_REQUIRED WORK_
Reproduce the data that follows character for character, but omit its pictures.

== INPUT RECORDS ==

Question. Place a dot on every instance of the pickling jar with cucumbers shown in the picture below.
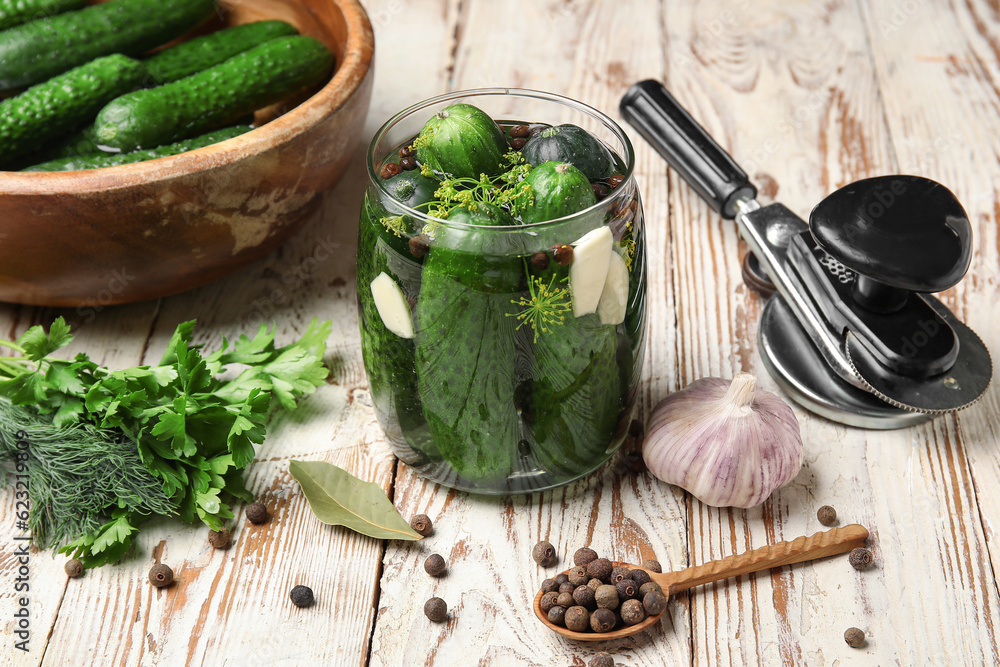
(501, 288)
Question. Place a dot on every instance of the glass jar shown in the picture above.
(490, 369)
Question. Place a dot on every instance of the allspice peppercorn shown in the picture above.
(220, 539)
(302, 596)
(652, 565)
(577, 619)
(602, 620)
(855, 637)
(584, 556)
(257, 512)
(861, 558)
(826, 515)
(632, 612)
(606, 597)
(602, 660)
(436, 610)
(74, 568)
(435, 565)
(161, 575)
(599, 568)
(544, 554)
(578, 576)
(548, 601)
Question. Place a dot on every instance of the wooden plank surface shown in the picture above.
(807, 97)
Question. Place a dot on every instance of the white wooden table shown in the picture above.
(808, 97)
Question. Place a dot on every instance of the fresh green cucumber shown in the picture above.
(38, 50)
(576, 395)
(16, 12)
(461, 141)
(214, 97)
(99, 160)
(47, 110)
(559, 189)
(569, 143)
(203, 52)
(465, 355)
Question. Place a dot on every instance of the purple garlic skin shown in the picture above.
(723, 442)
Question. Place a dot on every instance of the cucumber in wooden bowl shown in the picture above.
(215, 97)
(40, 49)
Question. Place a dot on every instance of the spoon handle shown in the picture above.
(820, 545)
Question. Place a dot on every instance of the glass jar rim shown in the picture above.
(601, 117)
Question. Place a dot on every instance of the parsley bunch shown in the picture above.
(191, 432)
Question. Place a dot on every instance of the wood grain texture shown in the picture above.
(807, 97)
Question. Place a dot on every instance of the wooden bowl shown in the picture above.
(151, 229)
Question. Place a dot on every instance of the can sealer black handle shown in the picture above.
(686, 147)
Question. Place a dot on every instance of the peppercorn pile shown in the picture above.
(597, 595)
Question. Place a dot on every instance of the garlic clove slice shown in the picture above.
(724, 442)
(591, 257)
(392, 306)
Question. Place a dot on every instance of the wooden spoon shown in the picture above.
(820, 545)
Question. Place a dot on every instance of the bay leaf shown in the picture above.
(338, 498)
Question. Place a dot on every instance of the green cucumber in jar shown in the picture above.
(573, 144)
(51, 108)
(466, 323)
(215, 97)
(558, 189)
(203, 52)
(16, 12)
(35, 51)
(461, 141)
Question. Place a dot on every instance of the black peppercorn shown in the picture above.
(654, 602)
(544, 554)
(577, 619)
(640, 577)
(435, 565)
(220, 539)
(652, 565)
(578, 575)
(602, 660)
(606, 597)
(633, 612)
(257, 512)
(855, 637)
(599, 569)
(519, 131)
(161, 575)
(648, 587)
(540, 260)
(861, 558)
(418, 248)
(390, 169)
(619, 572)
(548, 601)
(74, 568)
(302, 596)
(563, 254)
(826, 515)
(436, 610)
(626, 589)
(602, 620)
(584, 596)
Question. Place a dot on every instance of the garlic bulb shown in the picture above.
(725, 445)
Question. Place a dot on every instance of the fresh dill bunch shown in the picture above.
(80, 477)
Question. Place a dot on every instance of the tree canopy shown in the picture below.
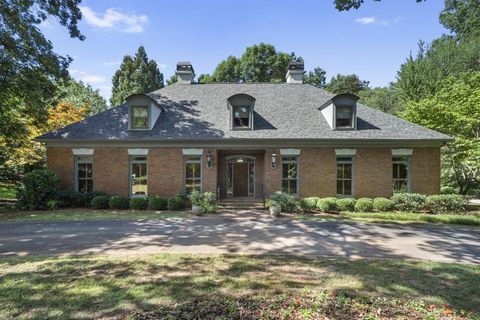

===

_EXERCISE RESPONSE_
Question. Place a dot on every instance of the pickling jar with cucumbers shown in the picture below.
(501, 288)
Question. Place a dot on every instance of the glass jar shown in the picture above.
(490, 369)
Question. Place a dot on every instance of the allspice peppercorn shown in the picture above.
(220, 539)
(302, 596)
(652, 565)
(577, 619)
(602, 620)
(855, 637)
(584, 556)
(257, 512)
(861, 558)
(826, 515)
(632, 612)
(606, 597)
(602, 660)
(436, 610)
(74, 568)
(435, 565)
(161, 575)
(599, 568)
(544, 554)
(578, 576)
(548, 601)
Question. Place a dot on every instance of the wooden plank surface shown in the picture above.
(807, 97)
Question. Place a dot on every instance of the white wooden table shown in the picture above.
(808, 97)
Question. Place a dot on every instance of the fresh green cucumber shown in the picture above.
(38, 50)
(576, 395)
(16, 12)
(461, 141)
(214, 97)
(99, 160)
(47, 110)
(559, 189)
(569, 143)
(203, 52)
(465, 355)
Question. Place a dot on every instance of the purple garlic skin shown in the picture above.
(723, 442)
Question. Place a dot on every instance of the cucumber in wooden bowl shown in the picture above.
(215, 97)
(40, 49)
Question. Place a dot on every instance of the spoon handle shown in the picture above.
(820, 545)
Question. Place a dot on every instance of the glass jar rim shown in the picture above.
(601, 117)
Question. Place a dot on every instance of the parsley bunch shown in the picture above.
(191, 432)
Question. Place a dot on every instance of the wood grain texture shown in the picture above.
(807, 97)
Question. Place a dot on every instance of the wooden bowl shown in the picture above.
(151, 229)
Question. Place a dot on every instance of the can sealer black handle shown in the picture above.
(686, 147)
Question. Place a dot on every instance of the peppercorn pile shown in the picture above.
(597, 595)
Question. Place a dot on every instance of the garlic clove slice shown in the picture above.
(724, 442)
(591, 257)
(392, 306)
Question. Place a dot on every instance of the wooden spoon shown in the picture above.
(820, 545)
Question. Place a dot on every instance of the bay leaf shown in the picture above.
(338, 498)
Question. Place a dot on every instance of the green cucumber in jar shown in the picture above.
(573, 144)
(51, 108)
(466, 323)
(215, 97)
(558, 189)
(203, 52)
(16, 12)
(35, 51)
(461, 141)
Question. Place a dot on every instance of the black peppercorn shown in the picture above.
(654, 602)
(544, 554)
(577, 619)
(640, 577)
(435, 565)
(220, 539)
(652, 565)
(578, 575)
(602, 660)
(606, 597)
(633, 612)
(257, 512)
(855, 637)
(599, 569)
(519, 131)
(161, 575)
(648, 587)
(540, 260)
(861, 558)
(418, 248)
(390, 169)
(619, 572)
(548, 601)
(74, 568)
(302, 596)
(563, 254)
(826, 515)
(436, 610)
(626, 589)
(602, 620)
(584, 596)
Question. Place a dot on every instance of the garlic bulb shown in the picture above.
(725, 445)
Question. Place a dot on every instance of the fresh dill bunch shown in the picture above.
(80, 477)
Question. Place a dot on every instance of the tree canopy shown in the picture below.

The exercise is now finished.